> [TEXTAUSZUG]
◆ ◆ ◆ ◆

Der Grund weswegen diese Regelung so komplex ist, ist historisch begründet. Tatsächlich ist es so, dass sobald du die GOP-Phase bestanden hast es faktisch keinen Unterschied mehr zwischen den verbleibenden Prüfungen, “GOP-fähig” oder nicht, gibt.

Ursprünglich waren die “Grundlagen- und Orientierungsprüfungen” ein politisch gewolltes Mittel gegen das Langzeitstudium. Die generelle Eignung jedes/jeder Einzelnen für das Fachstudium sollte in einer gesonderten Prüfung nach dem zweiten Semester festgestellt werden. Daher auch der seltsame Name, die Extraprüfung sollte dem Studierenden dabei “helfen”, sich fachlich zu orientieren (Euphemismus für: gefälligst etwas anderes studieren weil man aus dem Studium fliegt).

Dann hatte aber natürlich keiner Lust, eine weitere Prüfung einzuführen, die ja schlichtweg nur mehr Arbeit für die Fakultät bedeutet. “Nein” sagen wollte man aber auch nicht, denn Widerstand wird grundsätzlich nur geleistet, wenn es auch wirklich einem selbst schmerzt, also hat man den Schwachsinn einfach umgebogen und gesagt, wir haben ja schon Prüfungen, lass uns einen Teil davon als “Grundlagen- und Orientierungsprüfung” deklarieren als Ersatz. Das hat wie zu erwarten funktioniert und war einer der Reibungspunkte bei den Protesten der Studierenden gegen den Bologna-Protest, in Erlangen manifestiert durch die wochenlange Besetzung des Audimax.

◆ ◆ ◆ ◆

> [GESPEICHERTE DATEN]
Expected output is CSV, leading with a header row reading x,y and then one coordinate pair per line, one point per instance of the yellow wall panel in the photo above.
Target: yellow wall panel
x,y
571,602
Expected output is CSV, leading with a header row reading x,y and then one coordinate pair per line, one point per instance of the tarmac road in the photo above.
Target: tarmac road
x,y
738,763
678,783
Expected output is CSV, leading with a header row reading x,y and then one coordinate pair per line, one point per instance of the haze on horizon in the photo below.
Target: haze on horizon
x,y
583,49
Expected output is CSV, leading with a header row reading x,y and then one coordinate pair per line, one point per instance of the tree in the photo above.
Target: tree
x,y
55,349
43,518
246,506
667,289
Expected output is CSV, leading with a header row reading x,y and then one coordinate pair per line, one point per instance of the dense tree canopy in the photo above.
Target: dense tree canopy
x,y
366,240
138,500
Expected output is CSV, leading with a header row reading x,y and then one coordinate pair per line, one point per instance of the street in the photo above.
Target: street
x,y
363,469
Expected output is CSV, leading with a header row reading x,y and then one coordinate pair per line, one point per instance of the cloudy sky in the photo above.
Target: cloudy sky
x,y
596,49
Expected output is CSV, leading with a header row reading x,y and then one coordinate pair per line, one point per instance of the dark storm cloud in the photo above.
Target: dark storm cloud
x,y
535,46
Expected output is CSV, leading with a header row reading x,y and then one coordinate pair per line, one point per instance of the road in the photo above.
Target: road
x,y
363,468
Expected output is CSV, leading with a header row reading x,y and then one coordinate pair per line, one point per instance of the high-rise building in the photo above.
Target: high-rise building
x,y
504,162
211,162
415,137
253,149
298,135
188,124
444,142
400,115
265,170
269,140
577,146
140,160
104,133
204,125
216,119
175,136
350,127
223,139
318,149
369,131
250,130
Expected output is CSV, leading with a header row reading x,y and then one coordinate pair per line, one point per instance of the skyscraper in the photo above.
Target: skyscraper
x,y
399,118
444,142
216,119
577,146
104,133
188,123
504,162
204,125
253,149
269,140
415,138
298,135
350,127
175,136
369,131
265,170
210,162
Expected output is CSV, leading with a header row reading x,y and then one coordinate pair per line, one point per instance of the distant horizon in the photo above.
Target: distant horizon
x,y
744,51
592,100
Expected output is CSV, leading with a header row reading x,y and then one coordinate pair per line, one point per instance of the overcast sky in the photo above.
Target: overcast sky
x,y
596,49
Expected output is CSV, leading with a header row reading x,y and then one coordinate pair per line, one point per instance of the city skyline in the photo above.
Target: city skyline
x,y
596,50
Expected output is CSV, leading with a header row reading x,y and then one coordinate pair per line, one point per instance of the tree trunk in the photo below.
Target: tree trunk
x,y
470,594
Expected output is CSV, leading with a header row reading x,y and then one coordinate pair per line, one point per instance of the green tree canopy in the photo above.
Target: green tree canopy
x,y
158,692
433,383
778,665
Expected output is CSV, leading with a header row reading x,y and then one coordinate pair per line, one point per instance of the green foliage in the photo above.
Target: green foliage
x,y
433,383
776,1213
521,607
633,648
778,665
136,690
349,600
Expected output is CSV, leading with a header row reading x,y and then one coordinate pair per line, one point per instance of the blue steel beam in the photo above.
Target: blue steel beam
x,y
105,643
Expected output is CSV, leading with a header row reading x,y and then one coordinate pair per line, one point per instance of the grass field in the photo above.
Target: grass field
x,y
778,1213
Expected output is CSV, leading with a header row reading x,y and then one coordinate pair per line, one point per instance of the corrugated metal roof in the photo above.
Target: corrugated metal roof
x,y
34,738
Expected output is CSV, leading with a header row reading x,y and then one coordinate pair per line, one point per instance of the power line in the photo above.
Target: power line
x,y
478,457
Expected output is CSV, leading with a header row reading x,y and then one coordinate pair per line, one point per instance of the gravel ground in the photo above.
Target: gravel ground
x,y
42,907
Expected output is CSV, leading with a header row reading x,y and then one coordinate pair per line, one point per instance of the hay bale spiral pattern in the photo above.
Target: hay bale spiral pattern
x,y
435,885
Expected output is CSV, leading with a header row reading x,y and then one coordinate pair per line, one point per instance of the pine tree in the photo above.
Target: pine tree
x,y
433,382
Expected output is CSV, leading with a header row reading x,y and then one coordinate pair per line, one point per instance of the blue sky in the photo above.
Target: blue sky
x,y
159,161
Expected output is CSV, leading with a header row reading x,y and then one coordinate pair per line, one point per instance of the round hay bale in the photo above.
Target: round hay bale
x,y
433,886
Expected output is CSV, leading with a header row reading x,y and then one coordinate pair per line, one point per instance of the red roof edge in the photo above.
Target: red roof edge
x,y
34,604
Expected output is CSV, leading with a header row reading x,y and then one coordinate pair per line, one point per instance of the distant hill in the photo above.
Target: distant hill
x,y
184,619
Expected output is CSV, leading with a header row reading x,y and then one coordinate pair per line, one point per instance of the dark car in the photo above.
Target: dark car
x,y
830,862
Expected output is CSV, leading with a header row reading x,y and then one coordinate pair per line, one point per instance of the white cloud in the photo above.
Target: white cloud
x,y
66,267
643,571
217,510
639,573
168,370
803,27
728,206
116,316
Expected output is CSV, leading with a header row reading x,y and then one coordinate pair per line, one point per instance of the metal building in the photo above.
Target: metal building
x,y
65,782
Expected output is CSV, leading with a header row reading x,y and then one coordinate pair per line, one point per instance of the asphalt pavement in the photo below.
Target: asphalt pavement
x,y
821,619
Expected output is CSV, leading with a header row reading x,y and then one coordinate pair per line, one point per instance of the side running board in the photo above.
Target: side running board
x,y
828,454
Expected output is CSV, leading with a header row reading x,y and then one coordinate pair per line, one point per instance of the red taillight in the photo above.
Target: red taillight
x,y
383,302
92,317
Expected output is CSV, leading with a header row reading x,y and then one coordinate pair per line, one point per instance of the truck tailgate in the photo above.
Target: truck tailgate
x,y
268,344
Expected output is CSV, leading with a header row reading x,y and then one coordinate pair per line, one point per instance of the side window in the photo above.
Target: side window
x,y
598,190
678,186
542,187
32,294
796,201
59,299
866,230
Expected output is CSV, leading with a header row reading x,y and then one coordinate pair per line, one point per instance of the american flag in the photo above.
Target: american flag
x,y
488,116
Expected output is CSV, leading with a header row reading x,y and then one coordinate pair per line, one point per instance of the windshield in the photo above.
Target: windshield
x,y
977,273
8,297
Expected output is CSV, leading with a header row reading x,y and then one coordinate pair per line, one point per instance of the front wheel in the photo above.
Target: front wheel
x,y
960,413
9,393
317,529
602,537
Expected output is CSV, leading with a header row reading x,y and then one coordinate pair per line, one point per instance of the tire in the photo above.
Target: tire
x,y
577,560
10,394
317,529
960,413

◆ ◆ ◆ ◆

> [AUFGABEN]
1. Prüfe bei jeder Aussage, ob sie mit dem Textauszug über die Orientierungsprüfung übereinstimmt, und antworte jeweils mit Ja oder Nein samt der entscheidenden Textstelle im genauen Wortlaut: (a) Die Eignung sollte in einer Prüfung nach dem zweiten Semester festgestellt werden. (b) Die Fakultäten führten eine zusätzliche, eigene Prüfung ein. (c) In Erlangen wurde das Audimax besetzt.
2. Gegen was sollten die Grundlagen- und Orientierungsprüfungen laut dem Textauszug über die Orientierungsprüfung ursprünglich ein politisch gewolltes Mittel sein?
3. Führe den Textauszug über die Orientierungsprüfung im Anschluss an seinen letzten Satz weiter.

> [ANTWORTEN]
1.
(a) Ja: „Die generelle Eignung jedes/jeder Einzelnen für das Fachstudium sollte in einer gesonderten Prüfung nach dem zweiten Semester festgestellt werden.“
(b) Nein: „wir haben ja schon Prüfungen, lass uns einen Teil davon als “Grundlagen- und Orientierungsprüfung” deklarieren als Ersatz“
(c) Ja: „in Erlangen manifestiert durch die wochenlange Besetzung des Audimax“

2. Gegen das Langzeitstudium.

3.
Zumindest innerhalb der Informatik war man dann, ganz anders als die damalige inkompetente und studierendenfeindliche Universitätsleitung (ich beziehe mich auf den damaligen Rektor/Präsidenten Grüske und seine Handlangerin für Lehre Johanna Haberer), sehr gewillt, die Studierenden anzuhören und konstruktiv die entstandenen reellen Probleme im neuen Studiengang anzugehen. Dabei wurde die Lösung gefunden, mit der man die von oben vorgeschriebene GOP-Regelung maximal abschwächen kann: Der Satz an zu bestehenden GOP-Prüfunden ist dynamisch und individuell an den Studierenden geknüpft, je nachdem welche Prüfungen er/sie bereits bestanden hat.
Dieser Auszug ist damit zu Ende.